_YOUR INSTRUCTIONS_
Please format the listing below as a Markdown table with the columns Row and Line, giving each line its own numbered row and skipping blank lines. Leave the pictures out of the table.

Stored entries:
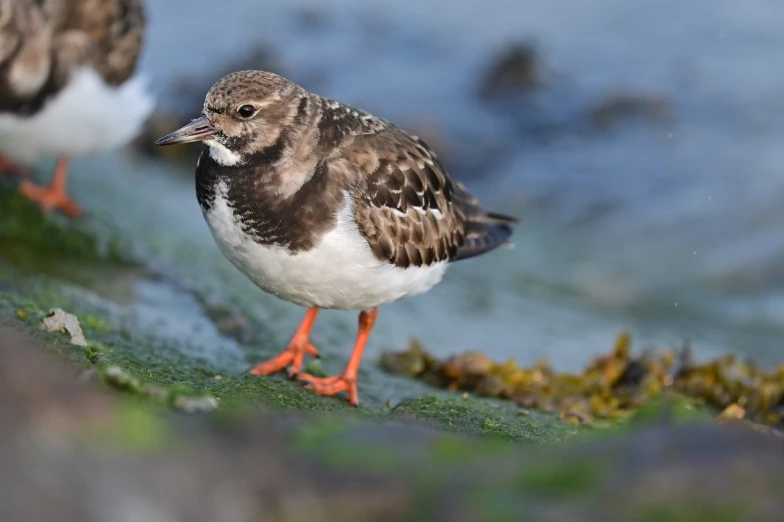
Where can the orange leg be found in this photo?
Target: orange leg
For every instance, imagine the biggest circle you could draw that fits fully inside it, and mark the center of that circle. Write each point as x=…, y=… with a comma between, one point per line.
x=295, y=352
x=347, y=381
x=54, y=196
x=9, y=166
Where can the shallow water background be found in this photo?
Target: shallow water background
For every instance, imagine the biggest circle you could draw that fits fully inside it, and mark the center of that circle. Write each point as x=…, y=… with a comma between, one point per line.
x=670, y=228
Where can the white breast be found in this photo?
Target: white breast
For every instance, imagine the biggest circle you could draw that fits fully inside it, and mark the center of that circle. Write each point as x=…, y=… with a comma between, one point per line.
x=86, y=117
x=339, y=272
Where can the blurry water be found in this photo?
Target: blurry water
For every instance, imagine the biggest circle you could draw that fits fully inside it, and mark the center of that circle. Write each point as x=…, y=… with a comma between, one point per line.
x=671, y=230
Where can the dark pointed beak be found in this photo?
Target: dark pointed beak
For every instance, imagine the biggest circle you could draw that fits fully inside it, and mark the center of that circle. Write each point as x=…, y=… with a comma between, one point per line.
x=197, y=130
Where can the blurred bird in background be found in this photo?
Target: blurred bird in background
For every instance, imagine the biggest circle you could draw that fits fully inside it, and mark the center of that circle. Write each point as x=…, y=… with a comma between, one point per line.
x=67, y=86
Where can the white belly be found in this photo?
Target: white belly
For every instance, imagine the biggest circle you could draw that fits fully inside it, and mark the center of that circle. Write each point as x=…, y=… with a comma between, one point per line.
x=340, y=272
x=86, y=117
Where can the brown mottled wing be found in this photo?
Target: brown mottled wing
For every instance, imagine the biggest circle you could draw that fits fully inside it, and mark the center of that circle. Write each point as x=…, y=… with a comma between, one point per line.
x=113, y=30
x=410, y=211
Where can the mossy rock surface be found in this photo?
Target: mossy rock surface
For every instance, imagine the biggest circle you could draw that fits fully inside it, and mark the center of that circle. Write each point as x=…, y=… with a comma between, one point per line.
x=162, y=338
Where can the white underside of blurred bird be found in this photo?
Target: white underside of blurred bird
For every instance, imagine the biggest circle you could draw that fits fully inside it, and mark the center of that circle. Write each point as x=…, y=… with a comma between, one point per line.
x=88, y=116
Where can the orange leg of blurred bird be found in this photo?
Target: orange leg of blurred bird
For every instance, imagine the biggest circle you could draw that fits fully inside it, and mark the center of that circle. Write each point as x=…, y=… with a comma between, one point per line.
x=347, y=381
x=53, y=196
x=295, y=352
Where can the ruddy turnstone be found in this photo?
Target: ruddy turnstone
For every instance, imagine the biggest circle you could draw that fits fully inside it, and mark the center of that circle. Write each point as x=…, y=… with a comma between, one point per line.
x=327, y=206
x=67, y=85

_ANSWER TO THIS TASK_
| Row | Line |
|---|---|
| 1 | Where can the orange leg be found in this photo? |
| 2 | Target: orange leg |
| 3 | For every instance, imagine the biggest circle you could draw that fits fully inside it, and mark the center of that circle. Write each point as x=…, y=… with a comma between, one point per line. |
| 4 | x=295, y=352 |
| 5 | x=347, y=381 |
| 6 | x=54, y=196 |
| 7 | x=9, y=166 |
| 8 | Where can the shallow water background be found in this photo? |
| 9 | Target: shallow water background |
| 10 | For every instance, imagine the biggest circle you could draw that fits fully inside it, and mark the center of that circle. Write each point as x=…, y=… with a comma between, one point per line. |
| 11 | x=670, y=228 |
| 12 | Where can the white breast be found in this photo? |
| 13 | Target: white breast |
| 14 | For every instance, imagine the biggest circle you could draw that fits fully inside it, and mark the center of that circle. Write each point as x=…, y=… with a comma between, one point per line. |
| 15 | x=86, y=117 |
| 16 | x=339, y=272 |
| 17 | Where can the blurry water be found in this photo? |
| 18 | Target: blurry water |
| 19 | For every instance, imagine the biggest circle you could draw that fits fully inside it, and mark the center of that circle. Write each point as x=…, y=… with a comma between, one point per line. |
| 20 | x=671, y=230 |
| 21 | Where can the dark pointed beak be found in this photo? |
| 22 | Target: dark pointed beak |
| 23 | For every instance, imagine the biggest circle you could draw that fits fully inside it, and mark the center of that circle. Write each point as x=…, y=… with a comma between, one point per line. |
| 24 | x=197, y=130 |
| 25 | Where can the blurred bird in background be found in this photo? |
| 26 | Target: blurred bird in background |
| 27 | For every instance, imagine the biggest circle you could draw that fits fully inside it, and mark the center of that circle. Write each point as x=…, y=… with a comma between, one point per line. |
| 28 | x=67, y=86 |
| 29 | Where can the white belly be found in this photo? |
| 30 | Target: white belly |
| 31 | For every instance, imagine the biggest circle you could draw that fits fully inside it, and mark the center of that circle. Write each point as x=…, y=… with a comma between, one point per line. |
| 32 | x=340, y=272 |
| 33 | x=86, y=117 |
| 34 | Where can the brown mottled wing be found in this photo? |
| 35 | Target: brown mottled wing |
| 36 | For every instance, imagine the biggest circle you could draw that fits fully inside it, and mark the center of that circle. Write each point as x=…, y=… with a comma between, one point per line. |
| 37 | x=113, y=30 |
| 38 | x=410, y=211 |
| 39 | Where can the mossy rock surface be found in this photo? |
| 40 | Target: mossy rock surface |
| 41 | For every instance, imagine the biggest circle you could draw that fits fully inside it, and mark the center of that circle. Write each point as x=…, y=… with a comma between, one point per line. |
| 42 | x=162, y=338 |
| 43 | Where can the white underside of blurred bird be found in this photo? |
| 44 | Target: white underside of blurred bird |
| 45 | For every instance, imagine the biggest circle you could draw that fits fully inside it, and mark the center of that circle. Write each point as x=…, y=… with a comma between, one point per line. |
| 46 | x=88, y=116 |
| 47 | Where can the orange leg of blurred bird be found in this photo? |
| 48 | Target: orange leg of blurred bird |
| 49 | For every instance, imagine the biggest circle you could draw that fits fully inside it, and mark the center of that circle. Write each point as x=…, y=… with a comma between, one point per line. |
| 50 | x=347, y=381 |
| 51 | x=53, y=196 |
| 52 | x=295, y=352 |
| 53 | Where can the ruddy turnstone be found in this photo? |
| 54 | Target: ruddy turnstone |
| 55 | For every instance, imagine the biggest circle you could draw that fits fully inside it, and mark the center of that circle. Write each point as x=…, y=… with a comma between, one point per line. |
| 56 | x=327, y=206 |
| 57 | x=67, y=85 |